→ **Dataset items**
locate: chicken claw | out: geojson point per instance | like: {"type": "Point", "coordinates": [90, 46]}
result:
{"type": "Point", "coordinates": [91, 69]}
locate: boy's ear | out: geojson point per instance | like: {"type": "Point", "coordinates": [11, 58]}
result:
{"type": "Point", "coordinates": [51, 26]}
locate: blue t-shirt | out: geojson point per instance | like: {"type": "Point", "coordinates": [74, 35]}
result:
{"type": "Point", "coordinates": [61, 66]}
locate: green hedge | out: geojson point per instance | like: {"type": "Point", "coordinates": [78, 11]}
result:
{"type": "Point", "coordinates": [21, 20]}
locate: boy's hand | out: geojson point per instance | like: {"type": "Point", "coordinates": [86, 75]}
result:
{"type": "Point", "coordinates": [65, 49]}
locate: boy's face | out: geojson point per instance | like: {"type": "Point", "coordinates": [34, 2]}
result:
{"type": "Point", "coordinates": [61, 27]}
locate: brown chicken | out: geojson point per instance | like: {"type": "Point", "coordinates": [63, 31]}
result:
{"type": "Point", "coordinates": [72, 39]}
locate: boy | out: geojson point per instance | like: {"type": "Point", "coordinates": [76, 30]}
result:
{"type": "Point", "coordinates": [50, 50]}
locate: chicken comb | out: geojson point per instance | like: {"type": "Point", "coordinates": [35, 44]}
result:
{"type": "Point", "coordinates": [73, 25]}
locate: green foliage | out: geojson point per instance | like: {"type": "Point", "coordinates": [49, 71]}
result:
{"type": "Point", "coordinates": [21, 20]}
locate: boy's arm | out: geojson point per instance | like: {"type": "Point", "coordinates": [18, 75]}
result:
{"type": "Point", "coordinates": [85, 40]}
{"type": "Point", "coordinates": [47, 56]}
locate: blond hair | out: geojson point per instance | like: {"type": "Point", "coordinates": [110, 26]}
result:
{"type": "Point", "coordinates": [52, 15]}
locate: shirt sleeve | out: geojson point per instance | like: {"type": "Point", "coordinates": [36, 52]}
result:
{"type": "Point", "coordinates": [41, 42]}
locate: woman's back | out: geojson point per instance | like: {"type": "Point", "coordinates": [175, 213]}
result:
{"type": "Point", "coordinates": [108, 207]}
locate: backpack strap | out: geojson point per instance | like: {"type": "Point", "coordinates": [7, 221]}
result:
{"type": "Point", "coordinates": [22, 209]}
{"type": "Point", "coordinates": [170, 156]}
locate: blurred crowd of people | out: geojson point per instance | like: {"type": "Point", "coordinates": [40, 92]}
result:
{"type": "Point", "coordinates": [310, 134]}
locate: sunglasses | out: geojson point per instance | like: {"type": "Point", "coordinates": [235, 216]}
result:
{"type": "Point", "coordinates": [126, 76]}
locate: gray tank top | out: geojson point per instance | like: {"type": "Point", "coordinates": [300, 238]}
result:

→ **Exercise description**
Retype the data exactly.

→ **Problem solution**
locate: chicken claw | out: geojson point per instance | like: {"type": "Point", "coordinates": [90, 46]}
result:
{"type": "Point", "coordinates": [91, 69]}
locate: boy's ear | out: geojson point per instance | like: {"type": "Point", "coordinates": [11, 58]}
result:
{"type": "Point", "coordinates": [51, 26]}
locate: blue t-shirt | out: geojson point per instance | like: {"type": "Point", "coordinates": [74, 35]}
result:
{"type": "Point", "coordinates": [61, 66]}
locate: green hedge | out: geojson point per instance | like: {"type": "Point", "coordinates": [78, 11]}
result:
{"type": "Point", "coordinates": [21, 20]}
locate: boy's hand | out: geojson point per instance | like: {"type": "Point", "coordinates": [86, 75]}
result:
{"type": "Point", "coordinates": [65, 49]}
locate: boy's face | out: geojson point per instance | like: {"type": "Point", "coordinates": [34, 2]}
result:
{"type": "Point", "coordinates": [61, 27]}
locate: brown chicken | out: geojson point per instance | like: {"type": "Point", "coordinates": [63, 31]}
result:
{"type": "Point", "coordinates": [72, 39]}
locate: boy | out: geojson point per instance | like: {"type": "Point", "coordinates": [76, 30]}
result:
{"type": "Point", "coordinates": [50, 50]}
locate: chicken comb | out: geojson point per instance | like: {"type": "Point", "coordinates": [35, 44]}
result:
{"type": "Point", "coordinates": [73, 25]}
locate: green foliage | out: geojson point per instance | like: {"type": "Point", "coordinates": [49, 71]}
result:
{"type": "Point", "coordinates": [21, 20]}
locate: boy's arm | out: geojson point per instance | like: {"type": "Point", "coordinates": [18, 75]}
result:
{"type": "Point", "coordinates": [85, 40]}
{"type": "Point", "coordinates": [47, 56]}
locate: blond hair | out: geojson point per instance | like: {"type": "Point", "coordinates": [110, 26]}
result:
{"type": "Point", "coordinates": [52, 15]}
locate: shirt sleeve | out: geojson point per instance | like: {"type": "Point", "coordinates": [36, 52]}
result:
{"type": "Point", "coordinates": [41, 42]}
locate: woman's back | out: geojson point per instance | like: {"type": "Point", "coordinates": [175, 213]}
result:
{"type": "Point", "coordinates": [108, 207]}
locate: backpack strap | out: geojson point per instance | like: {"type": "Point", "coordinates": [7, 221]}
result:
{"type": "Point", "coordinates": [22, 209]}
{"type": "Point", "coordinates": [170, 156]}
locate: blurred crowd of people | out: geojson point per instance | like: {"type": "Point", "coordinates": [40, 92]}
result:
{"type": "Point", "coordinates": [310, 134]}
locate: sunglasses | out: geojson point per instance | like: {"type": "Point", "coordinates": [235, 216]}
result:
{"type": "Point", "coordinates": [126, 76]}
locate: gray tank top | out: geojson point per instance | like: {"type": "Point", "coordinates": [300, 238]}
result:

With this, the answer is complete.